* Named object pointing entries:
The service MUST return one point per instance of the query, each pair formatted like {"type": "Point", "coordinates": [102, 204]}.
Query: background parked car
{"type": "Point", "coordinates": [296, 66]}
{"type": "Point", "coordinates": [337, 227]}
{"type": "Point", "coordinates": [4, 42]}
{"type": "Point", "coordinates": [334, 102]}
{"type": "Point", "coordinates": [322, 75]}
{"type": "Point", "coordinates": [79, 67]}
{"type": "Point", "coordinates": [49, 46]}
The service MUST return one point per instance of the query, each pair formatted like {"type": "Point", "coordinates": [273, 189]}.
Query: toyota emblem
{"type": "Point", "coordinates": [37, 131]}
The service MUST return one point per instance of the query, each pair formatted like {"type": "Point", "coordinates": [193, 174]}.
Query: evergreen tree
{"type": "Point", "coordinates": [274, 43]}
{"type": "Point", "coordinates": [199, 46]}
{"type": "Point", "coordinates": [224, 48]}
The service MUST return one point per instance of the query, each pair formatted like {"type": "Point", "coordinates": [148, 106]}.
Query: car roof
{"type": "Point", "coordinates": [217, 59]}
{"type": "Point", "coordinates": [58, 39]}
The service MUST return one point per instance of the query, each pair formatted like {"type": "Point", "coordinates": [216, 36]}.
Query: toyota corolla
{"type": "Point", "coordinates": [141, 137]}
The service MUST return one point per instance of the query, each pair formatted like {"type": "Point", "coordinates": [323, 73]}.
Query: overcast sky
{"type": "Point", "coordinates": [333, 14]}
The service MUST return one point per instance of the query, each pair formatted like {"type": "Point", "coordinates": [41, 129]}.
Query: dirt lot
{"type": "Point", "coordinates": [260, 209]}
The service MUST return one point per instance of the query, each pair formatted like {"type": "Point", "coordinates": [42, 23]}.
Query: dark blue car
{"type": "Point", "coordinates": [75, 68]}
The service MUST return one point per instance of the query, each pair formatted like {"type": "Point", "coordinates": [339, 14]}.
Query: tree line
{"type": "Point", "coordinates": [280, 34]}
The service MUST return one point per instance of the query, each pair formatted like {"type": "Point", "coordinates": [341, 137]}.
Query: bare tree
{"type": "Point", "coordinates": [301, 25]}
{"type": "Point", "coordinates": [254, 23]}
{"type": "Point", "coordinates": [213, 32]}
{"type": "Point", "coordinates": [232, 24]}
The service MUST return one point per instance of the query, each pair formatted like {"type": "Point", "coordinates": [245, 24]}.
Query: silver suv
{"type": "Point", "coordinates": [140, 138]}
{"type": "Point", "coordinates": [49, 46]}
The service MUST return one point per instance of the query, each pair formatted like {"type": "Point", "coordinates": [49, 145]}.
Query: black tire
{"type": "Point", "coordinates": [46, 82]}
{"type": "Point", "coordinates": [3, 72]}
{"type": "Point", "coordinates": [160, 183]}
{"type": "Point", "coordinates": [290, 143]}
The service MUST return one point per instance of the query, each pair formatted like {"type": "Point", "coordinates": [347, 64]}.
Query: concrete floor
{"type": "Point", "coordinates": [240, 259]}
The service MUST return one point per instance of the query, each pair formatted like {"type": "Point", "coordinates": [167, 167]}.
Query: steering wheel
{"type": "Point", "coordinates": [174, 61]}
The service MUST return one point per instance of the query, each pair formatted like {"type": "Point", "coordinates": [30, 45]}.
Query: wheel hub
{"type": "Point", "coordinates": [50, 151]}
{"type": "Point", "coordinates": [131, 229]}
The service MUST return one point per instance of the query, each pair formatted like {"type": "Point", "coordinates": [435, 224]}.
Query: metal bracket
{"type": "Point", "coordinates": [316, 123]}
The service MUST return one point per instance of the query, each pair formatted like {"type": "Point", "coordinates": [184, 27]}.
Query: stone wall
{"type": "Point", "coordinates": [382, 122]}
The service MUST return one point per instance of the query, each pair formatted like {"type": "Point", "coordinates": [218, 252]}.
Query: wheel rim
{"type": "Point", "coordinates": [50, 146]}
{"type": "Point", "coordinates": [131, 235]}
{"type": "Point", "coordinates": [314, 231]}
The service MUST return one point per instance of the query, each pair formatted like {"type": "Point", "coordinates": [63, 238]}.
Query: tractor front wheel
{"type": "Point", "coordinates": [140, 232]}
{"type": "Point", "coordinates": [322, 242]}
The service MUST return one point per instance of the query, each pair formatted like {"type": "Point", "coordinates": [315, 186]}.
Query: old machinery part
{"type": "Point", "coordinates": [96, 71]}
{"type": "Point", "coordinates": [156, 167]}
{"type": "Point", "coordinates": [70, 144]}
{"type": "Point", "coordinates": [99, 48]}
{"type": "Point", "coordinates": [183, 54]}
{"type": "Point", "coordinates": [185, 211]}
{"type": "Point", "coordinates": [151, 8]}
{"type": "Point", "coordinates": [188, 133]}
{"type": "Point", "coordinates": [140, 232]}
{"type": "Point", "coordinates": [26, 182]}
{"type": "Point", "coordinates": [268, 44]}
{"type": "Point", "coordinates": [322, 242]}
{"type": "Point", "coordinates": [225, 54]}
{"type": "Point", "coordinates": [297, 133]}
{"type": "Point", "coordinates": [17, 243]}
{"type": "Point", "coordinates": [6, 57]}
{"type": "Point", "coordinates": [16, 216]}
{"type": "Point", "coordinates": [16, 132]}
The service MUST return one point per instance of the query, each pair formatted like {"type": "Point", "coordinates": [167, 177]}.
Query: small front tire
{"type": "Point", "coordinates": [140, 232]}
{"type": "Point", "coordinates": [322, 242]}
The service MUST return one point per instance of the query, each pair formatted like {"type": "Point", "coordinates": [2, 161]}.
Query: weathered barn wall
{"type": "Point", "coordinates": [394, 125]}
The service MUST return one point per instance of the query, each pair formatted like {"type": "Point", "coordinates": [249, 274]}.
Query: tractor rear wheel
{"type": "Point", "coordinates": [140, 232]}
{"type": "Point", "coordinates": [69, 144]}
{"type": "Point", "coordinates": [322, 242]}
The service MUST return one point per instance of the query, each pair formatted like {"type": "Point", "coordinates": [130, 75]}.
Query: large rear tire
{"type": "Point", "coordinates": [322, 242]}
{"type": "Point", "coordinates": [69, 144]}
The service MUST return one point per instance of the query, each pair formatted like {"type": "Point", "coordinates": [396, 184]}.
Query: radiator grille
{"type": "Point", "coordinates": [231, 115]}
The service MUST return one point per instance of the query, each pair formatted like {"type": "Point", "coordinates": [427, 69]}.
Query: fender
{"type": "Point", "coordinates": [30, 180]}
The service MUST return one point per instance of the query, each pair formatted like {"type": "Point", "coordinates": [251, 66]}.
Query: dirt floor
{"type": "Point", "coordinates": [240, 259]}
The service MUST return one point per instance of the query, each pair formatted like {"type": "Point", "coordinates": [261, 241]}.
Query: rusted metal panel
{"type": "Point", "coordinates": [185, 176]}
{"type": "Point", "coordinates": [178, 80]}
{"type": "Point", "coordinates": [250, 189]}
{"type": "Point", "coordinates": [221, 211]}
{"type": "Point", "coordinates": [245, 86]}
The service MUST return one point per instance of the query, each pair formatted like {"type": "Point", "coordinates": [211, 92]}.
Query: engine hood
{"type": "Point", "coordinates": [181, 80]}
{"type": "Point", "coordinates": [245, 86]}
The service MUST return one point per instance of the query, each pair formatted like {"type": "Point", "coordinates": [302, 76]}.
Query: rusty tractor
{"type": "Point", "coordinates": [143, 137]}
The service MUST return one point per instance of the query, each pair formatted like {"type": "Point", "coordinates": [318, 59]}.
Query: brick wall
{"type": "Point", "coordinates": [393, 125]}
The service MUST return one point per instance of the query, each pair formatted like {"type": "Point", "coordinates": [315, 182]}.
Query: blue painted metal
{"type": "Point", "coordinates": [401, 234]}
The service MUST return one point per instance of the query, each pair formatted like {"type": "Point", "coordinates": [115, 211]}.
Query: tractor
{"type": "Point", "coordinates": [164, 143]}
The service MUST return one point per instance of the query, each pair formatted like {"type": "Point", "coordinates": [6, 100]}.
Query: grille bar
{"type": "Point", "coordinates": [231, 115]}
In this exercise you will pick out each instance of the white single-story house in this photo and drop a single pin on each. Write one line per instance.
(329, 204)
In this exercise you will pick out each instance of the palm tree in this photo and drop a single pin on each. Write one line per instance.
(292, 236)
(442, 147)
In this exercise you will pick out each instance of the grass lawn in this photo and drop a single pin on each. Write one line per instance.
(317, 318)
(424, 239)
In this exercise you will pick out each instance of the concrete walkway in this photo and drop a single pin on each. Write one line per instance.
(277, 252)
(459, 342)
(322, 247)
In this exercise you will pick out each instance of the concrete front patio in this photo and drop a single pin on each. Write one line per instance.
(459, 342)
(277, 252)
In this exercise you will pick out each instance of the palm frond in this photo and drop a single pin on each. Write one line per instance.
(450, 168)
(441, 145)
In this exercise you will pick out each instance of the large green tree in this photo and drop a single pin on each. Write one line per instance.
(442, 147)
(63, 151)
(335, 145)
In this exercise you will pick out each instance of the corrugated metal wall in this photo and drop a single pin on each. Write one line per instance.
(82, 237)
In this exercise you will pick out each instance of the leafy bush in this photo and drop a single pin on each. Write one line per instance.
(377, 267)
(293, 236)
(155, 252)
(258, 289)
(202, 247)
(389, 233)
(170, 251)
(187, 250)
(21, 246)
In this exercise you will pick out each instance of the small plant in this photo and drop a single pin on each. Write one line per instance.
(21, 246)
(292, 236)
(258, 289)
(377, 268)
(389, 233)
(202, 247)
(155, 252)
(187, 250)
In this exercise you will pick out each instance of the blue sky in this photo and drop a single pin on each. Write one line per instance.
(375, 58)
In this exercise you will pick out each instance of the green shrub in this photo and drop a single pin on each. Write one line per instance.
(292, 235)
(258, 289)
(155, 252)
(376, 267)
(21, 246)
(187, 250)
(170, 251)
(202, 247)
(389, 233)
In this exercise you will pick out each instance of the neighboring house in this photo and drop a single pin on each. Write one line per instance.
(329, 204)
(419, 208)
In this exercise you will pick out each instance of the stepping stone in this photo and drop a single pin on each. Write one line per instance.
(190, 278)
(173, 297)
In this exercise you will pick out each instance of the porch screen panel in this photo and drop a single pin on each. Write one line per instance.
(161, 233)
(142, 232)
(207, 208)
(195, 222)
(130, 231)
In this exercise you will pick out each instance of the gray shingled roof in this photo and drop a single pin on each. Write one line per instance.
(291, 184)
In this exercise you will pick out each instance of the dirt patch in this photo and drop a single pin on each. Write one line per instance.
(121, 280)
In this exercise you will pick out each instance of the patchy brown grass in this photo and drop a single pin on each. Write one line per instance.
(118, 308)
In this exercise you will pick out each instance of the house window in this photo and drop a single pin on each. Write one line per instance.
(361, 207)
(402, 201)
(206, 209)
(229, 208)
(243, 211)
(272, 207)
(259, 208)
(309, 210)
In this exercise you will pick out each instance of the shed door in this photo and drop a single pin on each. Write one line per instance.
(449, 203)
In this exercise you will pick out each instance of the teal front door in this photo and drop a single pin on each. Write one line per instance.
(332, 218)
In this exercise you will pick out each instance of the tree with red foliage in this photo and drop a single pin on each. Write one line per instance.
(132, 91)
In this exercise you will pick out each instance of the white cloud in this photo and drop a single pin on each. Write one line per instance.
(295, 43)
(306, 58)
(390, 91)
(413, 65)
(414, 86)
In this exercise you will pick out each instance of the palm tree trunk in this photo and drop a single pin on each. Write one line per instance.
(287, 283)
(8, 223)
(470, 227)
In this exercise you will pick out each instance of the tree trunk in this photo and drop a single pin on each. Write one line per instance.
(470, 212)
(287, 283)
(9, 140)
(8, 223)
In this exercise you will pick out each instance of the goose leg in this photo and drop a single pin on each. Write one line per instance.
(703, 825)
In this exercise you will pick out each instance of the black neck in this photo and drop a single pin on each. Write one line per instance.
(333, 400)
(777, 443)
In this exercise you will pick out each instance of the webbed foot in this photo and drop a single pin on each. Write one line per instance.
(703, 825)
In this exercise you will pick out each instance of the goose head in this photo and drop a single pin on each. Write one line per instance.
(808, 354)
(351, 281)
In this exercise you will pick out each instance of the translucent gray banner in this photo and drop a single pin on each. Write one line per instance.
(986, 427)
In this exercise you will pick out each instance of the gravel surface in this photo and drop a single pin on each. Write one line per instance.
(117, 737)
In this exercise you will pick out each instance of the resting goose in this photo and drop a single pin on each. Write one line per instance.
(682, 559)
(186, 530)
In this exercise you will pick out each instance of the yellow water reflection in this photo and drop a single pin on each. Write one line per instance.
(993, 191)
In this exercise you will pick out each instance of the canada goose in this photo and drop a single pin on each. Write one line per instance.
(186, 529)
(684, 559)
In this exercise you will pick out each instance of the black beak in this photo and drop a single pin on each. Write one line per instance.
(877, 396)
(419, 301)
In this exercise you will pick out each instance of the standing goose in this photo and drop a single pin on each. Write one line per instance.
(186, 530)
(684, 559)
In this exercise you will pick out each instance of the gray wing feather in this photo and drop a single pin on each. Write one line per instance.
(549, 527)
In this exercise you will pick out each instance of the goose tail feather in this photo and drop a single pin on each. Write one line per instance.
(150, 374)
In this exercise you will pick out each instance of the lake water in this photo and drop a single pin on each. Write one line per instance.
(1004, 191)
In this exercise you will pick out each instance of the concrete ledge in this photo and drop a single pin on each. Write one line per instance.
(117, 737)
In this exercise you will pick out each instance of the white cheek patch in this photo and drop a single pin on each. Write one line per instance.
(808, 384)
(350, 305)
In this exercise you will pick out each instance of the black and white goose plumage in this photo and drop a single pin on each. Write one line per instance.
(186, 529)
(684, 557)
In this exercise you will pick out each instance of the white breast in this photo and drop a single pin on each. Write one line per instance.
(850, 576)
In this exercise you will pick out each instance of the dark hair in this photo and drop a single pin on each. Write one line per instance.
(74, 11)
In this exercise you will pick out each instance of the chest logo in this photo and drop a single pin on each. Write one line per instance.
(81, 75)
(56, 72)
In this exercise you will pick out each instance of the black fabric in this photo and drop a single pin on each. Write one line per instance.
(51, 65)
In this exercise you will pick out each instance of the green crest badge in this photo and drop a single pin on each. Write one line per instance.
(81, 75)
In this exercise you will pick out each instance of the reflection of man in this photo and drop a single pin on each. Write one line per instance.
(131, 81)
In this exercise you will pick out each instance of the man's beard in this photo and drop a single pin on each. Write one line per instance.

* What you should do: Each line from the one with "of the lake" through the last line of the records must be written out word for word. Include nothing else.

* Output for this exercise:
In this exercise you will pick out each instance of the lake water in this photo and drop a single pin on each. Write one line per instance.
(1004, 191)
In this exercise you will pick out each instance of the concrete ledge in this photo and drop a single pin on each. Write one line per instance.
(117, 737)
In this exercise you will pick out each instance of the white cheek patch in this photo and drop a single pin on each. Write one line per instance.
(808, 384)
(350, 305)
In this exercise you will pick out each instance of the black and white goose plumage in this photo and drop a single pin on each. Write one line per instance.
(186, 529)
(684, 557)
In this exercise you will pick out each instance of the white breast in this photo and drop a single pin on each. Write one line per instance.
(850, 576)
In this exercise you will pick out each instance of the dark hair in this photo and drop a single pin on each. Write one line per instance.
(74, 11)
In this exercise you will pick out each instance of the chest logo in this photo and drop a single pin on each. Write one line per instance.
(81, 75)
(56, 72)
In this exercise you will pick out each instance of the black fabric in this photo and drop a single pin on each. Write one line per instance.
(51, 65)
In this exercise you will pick out each instance of the green crest badge in this photo and drop a single pin on each. Write one line per instance.
(81, 75)
In this exercise you will pick out each instance of the reflection of man in this photo and drop a single pin on each. Write one line per instance.
(131, 81)
In this exercise you will pick out each instance of the man's beard in this photo and drop a single pin on each. Write one line per instance.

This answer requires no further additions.